== Exercise description ==
How many of the lines below contain the string "each", with case counting? Reply with the number alone.

== Data ==
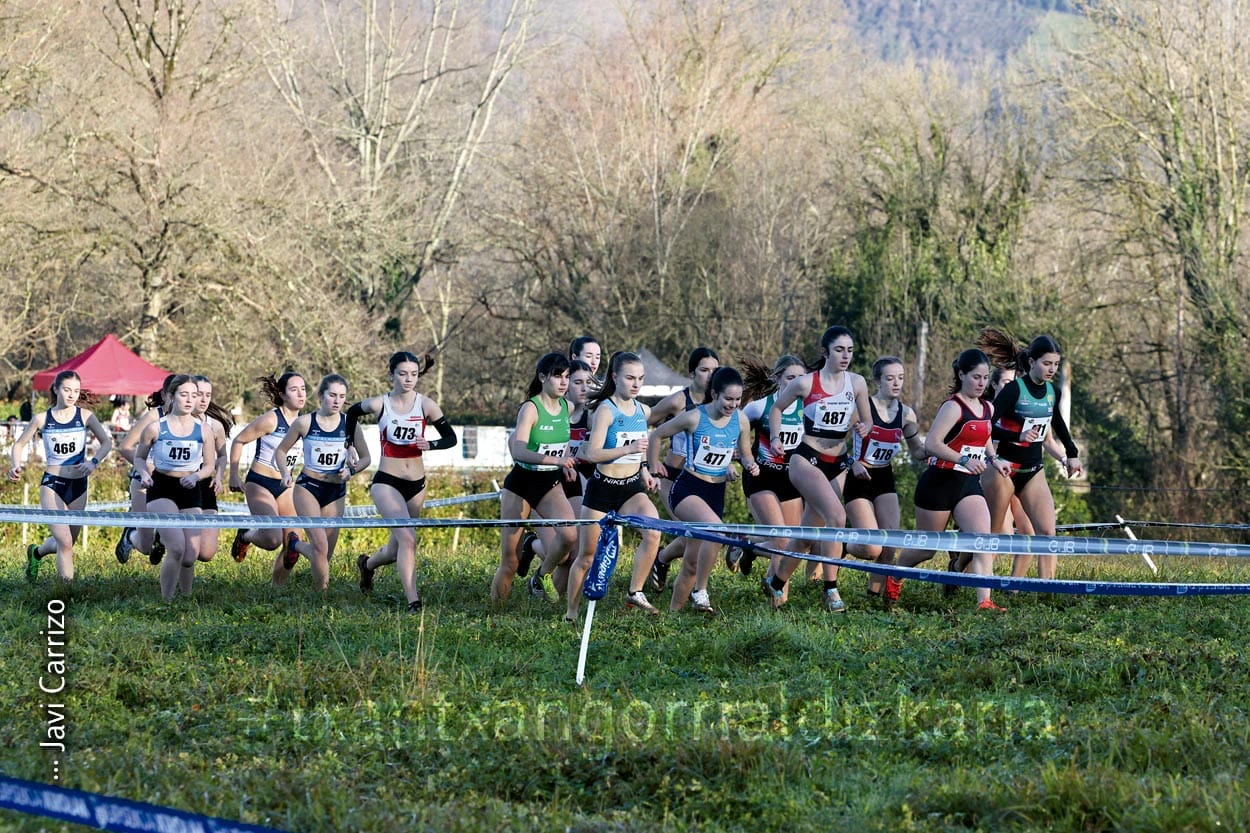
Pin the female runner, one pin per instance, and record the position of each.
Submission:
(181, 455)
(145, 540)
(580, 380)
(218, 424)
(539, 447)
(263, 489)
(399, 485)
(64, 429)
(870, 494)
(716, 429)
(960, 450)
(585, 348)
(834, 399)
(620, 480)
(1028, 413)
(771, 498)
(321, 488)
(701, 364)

---

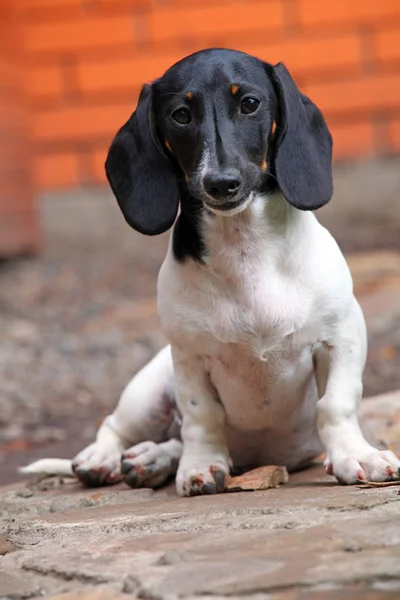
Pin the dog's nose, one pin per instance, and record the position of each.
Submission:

---

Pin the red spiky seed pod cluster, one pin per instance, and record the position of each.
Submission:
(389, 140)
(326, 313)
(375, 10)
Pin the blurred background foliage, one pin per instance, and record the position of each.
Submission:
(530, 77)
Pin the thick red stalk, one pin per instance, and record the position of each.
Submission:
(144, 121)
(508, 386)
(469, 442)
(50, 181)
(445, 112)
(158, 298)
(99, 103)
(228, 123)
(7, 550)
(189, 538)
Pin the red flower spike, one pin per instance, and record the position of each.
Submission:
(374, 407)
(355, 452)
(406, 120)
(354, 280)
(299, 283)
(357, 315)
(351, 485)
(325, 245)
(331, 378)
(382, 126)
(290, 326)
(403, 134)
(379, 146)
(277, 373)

== Answer ==
6